*TEXT SHOWN*:

Alex Phillips: We really need to talk about conversion therapy

Alex Phillips: We really need to talk about conversion therapy
7 Alex mono
Alex Phillips

By Alex Phillips


Published: 07/12/2021

- 16:12

Updated: 07/12/2021

- 17:32

Unless you are a medieval brute or ardent religious fanatic, you probably wholly agree that Gay Conversion Therapy was a whole world of wrong.

Unless you are a medieval brute or ardent religious fanatic, you probably wholly agree that Gay Conversion Therapy was a whole world of wrong.

Gay people being encouraged to self flagellate, agree to be tortured, even raped, often drugged and performing superstitious exorcism like rituals is the stuff of witchcraft, not modern medicine in a tolerant society.


And so we should all applaud the Government’s enthusiasm to rush through legislation outlawing the barbaric practice. Or should we?

Because the Government have apparently become so eager to wokely appease the new Bete Noire of a truly tolerant society in the form of Stonewall, the once pioneering organisation for gay equality that has latterly become the blinkered blight on long held women's right's, that it has foolhardily slashed legal consultation time for a sleight of new laws from a full twelve weeks to just six, forcing what may turn out to be critical small print to be swept along with the rising tide of vacuous virtue signalling.

As so much of their slapdash policy seems to do. But this time, it’s tragically serious.

Because the new legislation also includes valid treatment of the 21st century’s trendiest condition, body dysphoria. Why does this matter?

Well, unlike permitting perverse quack therapies that purport to somehow make homosexual people straight, the treatment for patients presenting with questions about their gender identity is, quite rightly, initiated psychologically, given that the matter is an entirely mental one.

The NHS already mandates that anybody who questions their sex should be automatically affirmed and encouraged to begin the pathway to transition rather than undergo counselling to explore the psychological landscape of their condition and seek to reverse it.

If this becomes enshrined in law, any therapist who wishes to assist a patient with counselling to treat their dysphoria with the end goal of being at ease with their sex at birth could be accused of committing a crime.

*INFORMATION PROVIDED*:
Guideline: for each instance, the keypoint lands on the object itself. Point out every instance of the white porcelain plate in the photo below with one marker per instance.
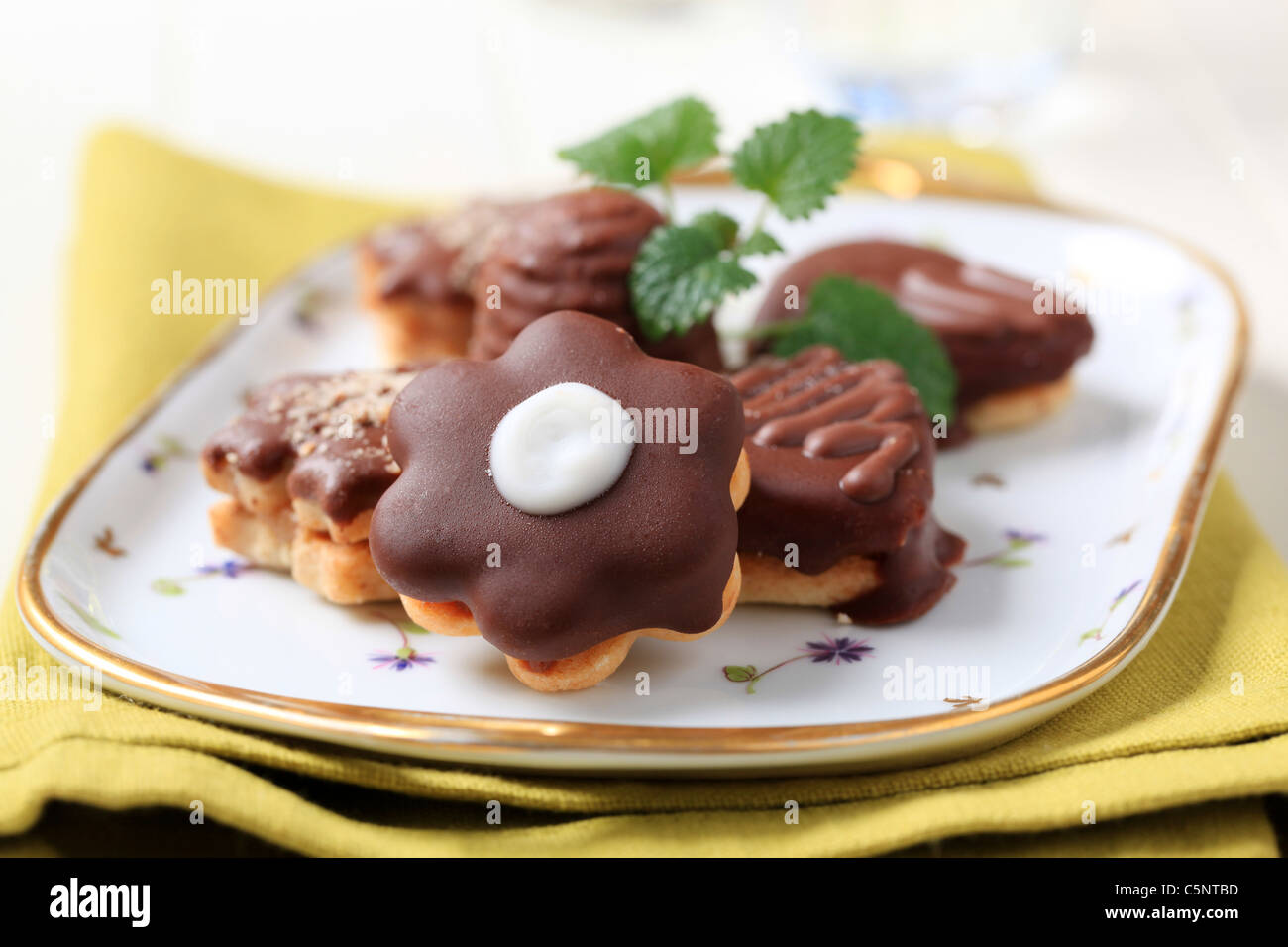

*QUESTIONS ON THE MATERIAL*:
[A] Put this sentence from the column on conversion therapy into Spanish: "If this becomes enshrined in law, any therapist who wishes to assist a patient with counselling to treat their dysphoria with the end goal of being at ease with their sex at birth could be accused of committing a crime."
[B] Carry on the column about conversion therapy for a few more paragraphs, starting right after its last sentence.
The listing was taken from a different source than the column.

*ANSWERS BY ITEM*:
[A] Si esto queda consagrado en la ley, cualquier terapeuta que desee ayudar a un paciente con asesoramiento psicológico para tratar su disforia, con el objetivo final de que se sienta a gusto con su sexo de nacimiento, podría ser acusado de cometer un delito.

[B]
Now add that into a context where despite historically the incidence of gender dysphoria being three times more prevalent among men than women, an astronomical spike in online encouragement of young women to bind their breasts, reject their gender and solve their problems by physically transitioning to become male, means that a worldwide phenomenon has very recently occurred where the three quarters of patients presenting with rapid onset dysphoria, or a sudden conviction that you're in the wrong body - are now girls.

Without being able to psychologically treat the condition, which often comes with a tapestry of other concerns from anxiety and depression, autism to self harm, patients who say I think I was born the wrong gender will only be allowed treatment that essentially affirms this belief and starts them on an irreversible pathway to cutting off their breasts, breaking their voice, developing permanent body hair and likely rendering themselves infertile.

While there are many patients for whom transition may be the answer, when treated psychologically, a staggering 80% of those with dysphoria will come to terms with their natal sex without having to resort to major and permanent, dangerous and invasive surgical procedures to treat what is a mental and not physical condition.

It seems to me we are pushing vulnerable girls to the brink of sanity, where culture and society forces them to question their developing bodies, where in an increasingly sexualised and misogynistic world reinforces that it is far better to be a man, while then yanking away the only lifeline they had to getting the help they really need by instead pushing them in the direction of permanently becoming men.

It’s not a sick dystopian dream, this is modern Britain, and decisions the government makes right now could condemn a whole cohort of young people to a life of suffering.

As the consultation on the conversion therapy ban comes to a close in a matter of days, today, we really need to talk about conversion therapy.